Aufgabe 1:
Beantworte anhand des Abschnitts über Lindners Buchvorstellung folgende Fragen:
(a) Welches Buch von welchem Autor stellte Lindner der Öffentlichkeit vor?
(b) Seit welchem Ereignis ringt Lindner um Aufmerksamkeit?
(c) Nach der Geschlossenheit welcher Koalition verspürt Lindner Sehnsucht?
Aufgabe 2:
Gib den Abschnitt über Lindners Buchvorstellung ab „Die Präsentation eines“ bis einschließlich „schöner sagen können.“ wortgetreu wieder.

Ausgewählter Abschnitt:
╔══
Lindner, der seit dem Rauswurf der FDP aus dem Bundestag um Aufmerksamkeit ringt, hat seine Chance genutzt Foto: dpa

Die Präsentation eines politischen Sachbuchs kennt mindestens zwei Akteure. Zum einen den Autor, zum anderen die Person, die das Buch der Öffentlichkeit vorstellt. Im Fall von Robin Alexanders Buch „Die Getriebenen“ über Angela Merkels Flüchtlingspolitik war dies der FDP-Vorsitzende Christian Lindner. Man darf sagen: Lindner, der seit dem Rauswurf seiner Partei aus dem Bundestag 2013 um Aufmerksamkeit ringt, hat seine Chance genutzt.

Im Widerspruch zum Asylrecht als Individualrecht habe Deutschland es „mit einem Massenzustrom“ zu tun, lautete einer seiner Sätze bei der Buchvorstellung; er verspüre Sehnsucht nach der „kühlen Geschlossenheit“ einer Schmidt/Genscher-Koalition „wie beim RAF-Terror“, ein anderer. Und: Die Fluchtbewegung sei der „Kampf derjenigen, die die Physis haben, sich über die Grenze durchzuschlagen“. Alexander Gauland hätte es nicht schöner sagen können.
╚══
Einträge mit Zeigeangaben zu beschrifteten Objekten:
╔══
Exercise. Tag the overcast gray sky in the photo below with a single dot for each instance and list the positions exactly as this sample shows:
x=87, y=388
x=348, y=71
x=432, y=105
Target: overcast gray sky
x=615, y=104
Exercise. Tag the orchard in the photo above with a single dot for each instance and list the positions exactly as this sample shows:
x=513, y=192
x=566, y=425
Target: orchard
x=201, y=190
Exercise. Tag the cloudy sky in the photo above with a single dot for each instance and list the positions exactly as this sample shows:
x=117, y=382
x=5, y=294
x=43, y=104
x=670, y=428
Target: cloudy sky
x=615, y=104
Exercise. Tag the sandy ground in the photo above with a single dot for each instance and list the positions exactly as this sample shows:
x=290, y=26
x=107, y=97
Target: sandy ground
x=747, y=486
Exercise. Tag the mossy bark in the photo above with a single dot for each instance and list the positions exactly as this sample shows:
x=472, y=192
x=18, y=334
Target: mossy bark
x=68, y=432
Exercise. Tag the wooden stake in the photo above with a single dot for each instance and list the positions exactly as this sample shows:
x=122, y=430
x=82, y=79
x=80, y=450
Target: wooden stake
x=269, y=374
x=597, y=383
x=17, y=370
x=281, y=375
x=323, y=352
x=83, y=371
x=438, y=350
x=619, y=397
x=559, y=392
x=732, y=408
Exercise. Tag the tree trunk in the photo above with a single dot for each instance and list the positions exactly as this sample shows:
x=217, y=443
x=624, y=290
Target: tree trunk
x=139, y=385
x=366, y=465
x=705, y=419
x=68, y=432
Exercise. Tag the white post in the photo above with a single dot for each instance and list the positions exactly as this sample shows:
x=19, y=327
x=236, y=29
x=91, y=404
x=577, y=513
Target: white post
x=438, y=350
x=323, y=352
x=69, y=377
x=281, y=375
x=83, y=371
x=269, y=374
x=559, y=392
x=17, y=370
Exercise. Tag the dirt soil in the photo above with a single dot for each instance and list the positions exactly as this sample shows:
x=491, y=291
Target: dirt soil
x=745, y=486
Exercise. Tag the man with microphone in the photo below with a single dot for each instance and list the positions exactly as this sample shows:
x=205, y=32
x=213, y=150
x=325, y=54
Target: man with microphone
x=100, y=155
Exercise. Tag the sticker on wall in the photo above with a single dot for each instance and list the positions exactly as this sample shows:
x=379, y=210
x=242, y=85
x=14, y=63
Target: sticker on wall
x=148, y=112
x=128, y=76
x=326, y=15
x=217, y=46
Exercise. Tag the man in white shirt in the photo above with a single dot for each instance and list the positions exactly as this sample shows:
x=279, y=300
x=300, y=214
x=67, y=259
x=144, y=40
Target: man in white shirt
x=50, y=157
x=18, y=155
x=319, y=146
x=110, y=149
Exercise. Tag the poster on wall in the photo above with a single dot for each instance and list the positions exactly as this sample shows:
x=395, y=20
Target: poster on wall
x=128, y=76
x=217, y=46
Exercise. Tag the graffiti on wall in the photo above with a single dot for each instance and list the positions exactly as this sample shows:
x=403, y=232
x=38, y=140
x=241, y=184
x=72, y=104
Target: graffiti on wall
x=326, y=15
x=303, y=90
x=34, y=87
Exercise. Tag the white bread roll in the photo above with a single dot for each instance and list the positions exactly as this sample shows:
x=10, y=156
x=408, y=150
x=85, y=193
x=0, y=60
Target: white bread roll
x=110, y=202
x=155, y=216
╚══
Ergebnis der Aufgabe 1:
(a) Robin Alexanders Buch „Die Getriebenen“
(b) Seit dem Rauswurf seiner Partei aus dem Bundestag 2013
(c) Nach der Geschlossenheit einer Schmidt/Genscher-Koalition

Ergebnis der Aufgabe 2:
Die Präsentation eines politischen Sachbuchs kennt mindestens zwei Akteure. Zum einen den Autor, zum anderen die Person, die das Buch der Öffentlichkeit vorstellt. Im Fall von Robin Alexanders Buch „Die Getriebenen“ über Angela Merkels Flüchtlingspolitik war dies der FDP-Vorsitzende Christian Lindner. Man darf sagen: Lindner, der seit dem Rauswurf seiner Partei aus dem Bundestag 2013 um Aufmerksamkeit ringt, hat seine Chance genutzt.

Im Widerspruch zum Asylrecht als Individualrecht habe Deutschland es „mit einem Massenzustrom“ zu tun, lautete einer seiner Sätze bei der Buchvorstellung; er verspüre Sehnsucht nach der „kühlen Geschlossenheit“ einer Schmidt/Genscher-Koalition „wie beim RAF-Terror“, ein anderer. Und: Die Fluchtbewegung sei der „Kampf derjenigen, die die Physis haben, sich über die Grenze durchzuschlagen“. Alexander Gauland hätte es nicht schöner sagen können.